> _Short problem_
Transcribe the data that follows precisely, omitting nothing.

> _Dataset extract_

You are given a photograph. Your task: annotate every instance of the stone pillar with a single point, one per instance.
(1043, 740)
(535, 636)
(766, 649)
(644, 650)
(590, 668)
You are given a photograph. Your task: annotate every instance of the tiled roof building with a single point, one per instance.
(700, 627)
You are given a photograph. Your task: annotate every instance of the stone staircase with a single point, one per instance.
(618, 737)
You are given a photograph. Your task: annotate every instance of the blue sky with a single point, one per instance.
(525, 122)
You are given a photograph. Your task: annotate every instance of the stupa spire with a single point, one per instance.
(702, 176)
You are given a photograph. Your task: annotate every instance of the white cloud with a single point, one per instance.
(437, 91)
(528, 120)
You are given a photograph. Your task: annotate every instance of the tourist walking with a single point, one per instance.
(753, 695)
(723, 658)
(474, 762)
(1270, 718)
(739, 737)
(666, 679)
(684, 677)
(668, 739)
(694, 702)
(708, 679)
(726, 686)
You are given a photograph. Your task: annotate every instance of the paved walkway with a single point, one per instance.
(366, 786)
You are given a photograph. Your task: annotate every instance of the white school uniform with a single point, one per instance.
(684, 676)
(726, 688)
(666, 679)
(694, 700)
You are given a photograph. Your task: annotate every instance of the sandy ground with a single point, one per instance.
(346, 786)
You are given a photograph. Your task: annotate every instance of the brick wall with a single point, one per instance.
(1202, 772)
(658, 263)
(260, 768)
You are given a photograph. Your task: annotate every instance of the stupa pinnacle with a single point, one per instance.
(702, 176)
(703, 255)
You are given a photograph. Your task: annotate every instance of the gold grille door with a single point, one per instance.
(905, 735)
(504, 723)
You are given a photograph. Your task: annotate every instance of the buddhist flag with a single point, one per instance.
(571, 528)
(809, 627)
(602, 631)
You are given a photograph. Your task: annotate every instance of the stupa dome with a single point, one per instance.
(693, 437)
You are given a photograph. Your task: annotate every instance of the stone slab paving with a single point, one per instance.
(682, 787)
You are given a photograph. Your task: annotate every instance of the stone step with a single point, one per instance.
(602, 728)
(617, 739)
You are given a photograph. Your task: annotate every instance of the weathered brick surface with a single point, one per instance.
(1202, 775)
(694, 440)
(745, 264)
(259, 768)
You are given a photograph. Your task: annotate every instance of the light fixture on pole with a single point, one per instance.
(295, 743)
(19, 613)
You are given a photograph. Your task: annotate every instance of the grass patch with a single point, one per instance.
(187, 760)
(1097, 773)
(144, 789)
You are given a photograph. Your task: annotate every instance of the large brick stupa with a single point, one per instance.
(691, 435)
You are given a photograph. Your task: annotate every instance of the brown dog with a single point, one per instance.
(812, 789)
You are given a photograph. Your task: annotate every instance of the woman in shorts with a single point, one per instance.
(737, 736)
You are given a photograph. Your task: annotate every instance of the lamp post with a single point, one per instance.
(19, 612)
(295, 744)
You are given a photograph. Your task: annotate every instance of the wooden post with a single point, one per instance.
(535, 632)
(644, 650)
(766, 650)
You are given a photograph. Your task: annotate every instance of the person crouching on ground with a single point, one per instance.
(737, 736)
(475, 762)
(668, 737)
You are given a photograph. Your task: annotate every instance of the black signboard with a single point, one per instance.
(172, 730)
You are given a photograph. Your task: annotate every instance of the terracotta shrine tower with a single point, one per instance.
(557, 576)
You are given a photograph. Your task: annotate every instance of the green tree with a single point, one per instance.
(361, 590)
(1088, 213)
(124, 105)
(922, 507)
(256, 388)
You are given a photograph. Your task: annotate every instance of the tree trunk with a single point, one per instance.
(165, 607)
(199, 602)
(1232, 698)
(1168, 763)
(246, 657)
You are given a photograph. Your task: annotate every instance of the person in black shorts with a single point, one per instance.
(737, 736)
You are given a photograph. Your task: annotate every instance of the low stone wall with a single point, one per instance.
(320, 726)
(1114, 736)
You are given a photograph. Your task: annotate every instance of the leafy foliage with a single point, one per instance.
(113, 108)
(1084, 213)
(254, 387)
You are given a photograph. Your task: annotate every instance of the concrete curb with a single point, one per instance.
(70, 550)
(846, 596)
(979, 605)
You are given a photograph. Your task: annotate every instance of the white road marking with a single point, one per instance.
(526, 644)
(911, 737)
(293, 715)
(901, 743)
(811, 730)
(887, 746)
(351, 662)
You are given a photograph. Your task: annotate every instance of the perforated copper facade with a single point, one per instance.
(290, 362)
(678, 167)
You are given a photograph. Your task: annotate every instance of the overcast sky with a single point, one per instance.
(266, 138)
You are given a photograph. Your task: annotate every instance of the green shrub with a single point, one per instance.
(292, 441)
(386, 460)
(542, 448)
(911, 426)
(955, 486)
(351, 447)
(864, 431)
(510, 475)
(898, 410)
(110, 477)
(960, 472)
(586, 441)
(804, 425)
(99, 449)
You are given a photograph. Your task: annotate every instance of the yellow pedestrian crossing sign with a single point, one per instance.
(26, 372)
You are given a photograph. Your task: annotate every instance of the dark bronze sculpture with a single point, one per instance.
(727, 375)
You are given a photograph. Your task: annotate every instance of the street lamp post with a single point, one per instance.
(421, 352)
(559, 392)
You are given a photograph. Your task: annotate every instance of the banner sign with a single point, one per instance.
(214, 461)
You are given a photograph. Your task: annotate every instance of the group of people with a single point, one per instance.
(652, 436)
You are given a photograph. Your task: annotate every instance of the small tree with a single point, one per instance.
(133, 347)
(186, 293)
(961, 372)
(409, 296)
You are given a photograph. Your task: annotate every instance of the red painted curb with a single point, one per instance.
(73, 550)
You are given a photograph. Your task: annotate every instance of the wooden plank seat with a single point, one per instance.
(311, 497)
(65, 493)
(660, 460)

> _Written reply_
You are given a photograph. Your task: annotate every instance of the stone pillar with a single point, one per instance.
(1043, 740)
(535, 636)
(766, 649)
(644, 650)
(590, 668)
You are given a photograph. Your task: annotate every instance of the tiled roof building with a single point, one per instance.
(700, 627)
You are given a photograph. Your task: annotate every instance of the stone staircase with a single point, one per instance.
(618, 737)
You are given a photograph. Your task: annotate every instance of the blue sky with a single point, one per instance.
(525, 122)
You are given a photograph. Your task: annotate every instance of the stupa spire with a single point, one per instance.
(702, 176)
You are given a photograph. Your task: annotate every instance of the white cloud with a single point, one per instance.
(437, 91)
(528, 120)
You are given a photograph. Your task: annotate every instance of the tourist walking with a single point, one per instance.
(753, 695)
(723, 658)
(474, 762)
(1270, 718)
(739, 737)
(666, 679)
(684, 677)
(668, 739)
(694, 702)
(708, 679)
(726, 686)
You are given a photograph. Your task: annotate every instance of the paved walkway with a single point, one per instance.
(366, 786)
You are given a photograph. Your task: annotate every instance of the white school uniform with a single point, one per instance.
(684, 676)
(726, 688)
(666, 679)
(694, 700)
You are given a photograph. Your task: annotate every instance of the sandy ground with a single point, one per instance.
(346, 786)
You are given a photograph. Your task: annotate every instance of the brick wall with a single point, one per instance.
(1202, 772)
(658, 263)
(260, 768)
You are given a photograph. Your task: annotate every instance of the stupa pinnacle with a single point, one per instance.
(702, 176)
(703, 255)
You are given a photograph. Your task: annotate every instance of the gold grille door with a single point, one per instance.
(905, 735)
(504, 723)
You are given a photograph. Your task: annotate every instance of the buddhist flag with a single point, one per instance.
(571, 528)
(809, 627)
(602, 631)
You are given a photograph. Your task: annotate every instance of the stupa dome with a single point, one per instance.
(693, 437)
You are given a photograph. Your task: annotate every instance of the stone slab paving with a single point, one per instance.
(682, 787)
You are given a photograph. Your task: annotate every instance of the stone step with a single point, one per instance.
(602, 728)
(617, 739)
You are given a photograph. Your task: annotate every instance of the weathered brick surface with a single point, one per instance.
(1202, 775)
(694, 440)
(745, 264)
(259, 768)
You are given a photograph. Your task: annotate every instance of the light fixture on pole with a single point, one per instance.
(295, 743)
(19, 613)
You are given a photograph. Your task: annotate every instance of the grass patch with a single point, one per instance.
(187, 760)
(1097, 773)
(144, 789)
You are given a photograph. Your task: annotate every instance of the large brick stupa with a single point, one per instance.
(691, 435)
You are given a photograph. Your task: annotate every instance of the brown dog with a single point, one per instance.
(812, 789)
You are given a photograph. Your task: annotate every instance of the woman in shorts with a single point, one per instance.
(737, 736)
You are given a photograph. Your task: annotate every instance of the lamp post with a single point, one per instance.
(19, 612)
(295, 744)
You are given a photograph. Your task: annotate every instance of the wooden post with a single point, one per instance.
(535, 632)
(644, 650)
(766, 650)
You are given a photograph. Your task: annotate every instance of the person crouching on ground with a single point, one per instance.
(737, 736)
(475, 762)
(668, 737)
You are given a photograph. Your task: annotate every instance of the black signboard with a single point, one per instance.
(172, 730)
You are given a photograph. Your task: annotate every instance of the terracotta shrine tower with a single point, one per instance.
(557, 576)
You are given a photograph. Your task: annotate every instance of the green tree with a single point, one per instance.
(361, 590)
(1088, 213)
(124, 105)
(922, 507)
(256, 388)
You are given a photograph. Your task: annotate every instance of the tree trunk with a single point, one per instance.
(165, 607)
(199, 602)
(1232, 698)
(1168, 763)
(246, 657)
You are given a photograph. Your task: annotate every instance of the person in black shorts with a single point, one per instance.
(737, 736)
You are given a photograph. Your task: annotate every instance of the low stone wall with a single point, one per instance.
(320, 726)
(1114, 736)
You are given a photograph. Your task: annotate every instance of the leafy foliage with a single point, one per instance.
(113, 108)
(1084, 213)
(254, 387)
You are given a photograph. Your task: annotate every instance of the concrete curb with a single point, one per instance.
(70, 550)
(846, 596)
(979, 605)
You are given a photograph. Your task: annotate every instance of the white road marking with a single point, one per instance.
(526, 644)
(911, 737)
(293, 715)
(901, 743)
(811, 730)
(887, 746)
(351, 662)
You are given a photograph. Your task: annotate every instance of the perforated copper facade with a single point, one per instance.
(290, 362)
(678, 167)
You are given a photograph. Your task: annotate every instance of the overcast sky with a single point, one per instance.
(266, 138)
You are given a photograph. Your task: annotate every instance of the green shrub with a single point, one per instance.
(292, 441)
(386, 460)
(542, 448)
(911, 426)
(955, 486)
(351, 447)
(864, 431)
(510, 475)
(898, 410)
(110, 477)
(960, 472)
(586, 441)
(804, 425)
(99, 449)
You are given a photograph. Your task: annotate every instance of the yellow pedestrian crossing sign with a single point, one per instance.
(26, 372)
You are given a photograph. Your task: annotate every instance of the dark bronze sculpture with a single point, one per instance.
(727, 375)
You are given a photograph. Your task: annotate every instance of the street lamp post with a single point, one per instance.
(421, 352)
(559, 392)
You are given a photograph. Your task: annotate every instance of the banner sign with a single point, one per instance.
(214, 461)
You are given a photograph. Your task: annotate every instance of the group of people with a single point, one per instance.
(652, 436)
You are given a photograph. Your task: annotate every instance of the small tree with a single point, one per instance.
(133, 347)
(186, 293)
(961, 372)
(409, 296)
You are given a photograph. Your task: annotate every instance of the red painted curb with a single point, one per instance.
(73, 550)
You are given a photograph. Your task: annotate every instance of the wooden plank seat with a single point, one per instance.
(311, 497)
(65, 493)
(660, 460)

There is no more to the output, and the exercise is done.